-- Start GIVEN RECORDS --
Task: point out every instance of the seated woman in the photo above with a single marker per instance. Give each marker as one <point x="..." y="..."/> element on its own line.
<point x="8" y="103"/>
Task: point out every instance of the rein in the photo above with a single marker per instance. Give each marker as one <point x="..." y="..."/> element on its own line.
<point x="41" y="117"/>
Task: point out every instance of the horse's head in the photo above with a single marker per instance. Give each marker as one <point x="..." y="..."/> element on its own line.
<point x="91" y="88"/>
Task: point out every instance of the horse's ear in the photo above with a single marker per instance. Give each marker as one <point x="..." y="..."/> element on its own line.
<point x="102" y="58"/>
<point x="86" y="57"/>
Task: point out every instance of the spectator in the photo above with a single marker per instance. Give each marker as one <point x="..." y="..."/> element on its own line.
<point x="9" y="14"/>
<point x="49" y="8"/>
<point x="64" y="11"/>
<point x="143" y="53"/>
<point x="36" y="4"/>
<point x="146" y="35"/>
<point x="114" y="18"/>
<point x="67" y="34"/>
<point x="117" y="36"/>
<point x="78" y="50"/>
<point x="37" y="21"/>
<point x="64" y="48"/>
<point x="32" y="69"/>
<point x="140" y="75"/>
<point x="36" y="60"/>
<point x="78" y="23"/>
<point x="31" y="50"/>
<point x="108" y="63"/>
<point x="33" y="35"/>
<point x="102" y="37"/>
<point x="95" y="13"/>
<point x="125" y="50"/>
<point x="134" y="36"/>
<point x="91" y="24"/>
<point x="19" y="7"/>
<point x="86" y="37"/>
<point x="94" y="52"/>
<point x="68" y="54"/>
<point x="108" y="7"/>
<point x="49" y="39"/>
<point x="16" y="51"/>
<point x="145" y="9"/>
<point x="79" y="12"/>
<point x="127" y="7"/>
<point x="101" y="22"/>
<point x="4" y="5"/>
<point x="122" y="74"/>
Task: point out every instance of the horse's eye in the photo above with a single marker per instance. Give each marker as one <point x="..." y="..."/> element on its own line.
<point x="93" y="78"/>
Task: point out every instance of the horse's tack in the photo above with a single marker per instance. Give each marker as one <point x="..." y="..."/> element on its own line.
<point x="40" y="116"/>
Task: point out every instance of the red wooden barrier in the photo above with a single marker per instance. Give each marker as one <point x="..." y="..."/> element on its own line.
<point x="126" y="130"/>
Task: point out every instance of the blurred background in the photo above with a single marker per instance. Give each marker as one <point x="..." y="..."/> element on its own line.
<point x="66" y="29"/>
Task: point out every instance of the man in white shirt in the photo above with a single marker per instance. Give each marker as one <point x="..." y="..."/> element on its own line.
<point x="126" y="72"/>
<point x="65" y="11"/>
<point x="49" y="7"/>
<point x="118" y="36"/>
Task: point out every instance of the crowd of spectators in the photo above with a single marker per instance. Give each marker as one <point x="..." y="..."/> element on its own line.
-- End GIVEN RECORDS --
-- Start GIVEN RECORDS --
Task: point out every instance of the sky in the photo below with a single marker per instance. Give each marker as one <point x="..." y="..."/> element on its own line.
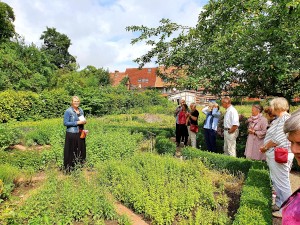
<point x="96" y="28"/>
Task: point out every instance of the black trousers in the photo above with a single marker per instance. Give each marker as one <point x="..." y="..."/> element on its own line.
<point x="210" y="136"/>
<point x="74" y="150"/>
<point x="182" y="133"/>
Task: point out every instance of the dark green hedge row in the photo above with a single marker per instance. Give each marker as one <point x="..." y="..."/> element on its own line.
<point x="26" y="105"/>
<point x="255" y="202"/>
-- End GIVEN RECORDS --
-- Start GIVEN RECORDS --
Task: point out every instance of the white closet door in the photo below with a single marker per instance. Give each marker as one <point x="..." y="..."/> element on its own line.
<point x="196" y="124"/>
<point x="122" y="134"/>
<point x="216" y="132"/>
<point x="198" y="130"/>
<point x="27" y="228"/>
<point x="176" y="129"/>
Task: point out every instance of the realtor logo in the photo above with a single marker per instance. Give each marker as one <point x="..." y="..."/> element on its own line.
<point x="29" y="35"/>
-- End GIVEN RECORDS --
» **SHORT TASK**
Sift the listing above and copy out each line that contains the string "rein", leaving every such line unchanged.

» **OUTPUT FOR THIS TASK**
Task: point out every instance of the rein in the photo above with a single marker per instance. Give each marker as one <point x="..." y="..."/> element on its own line.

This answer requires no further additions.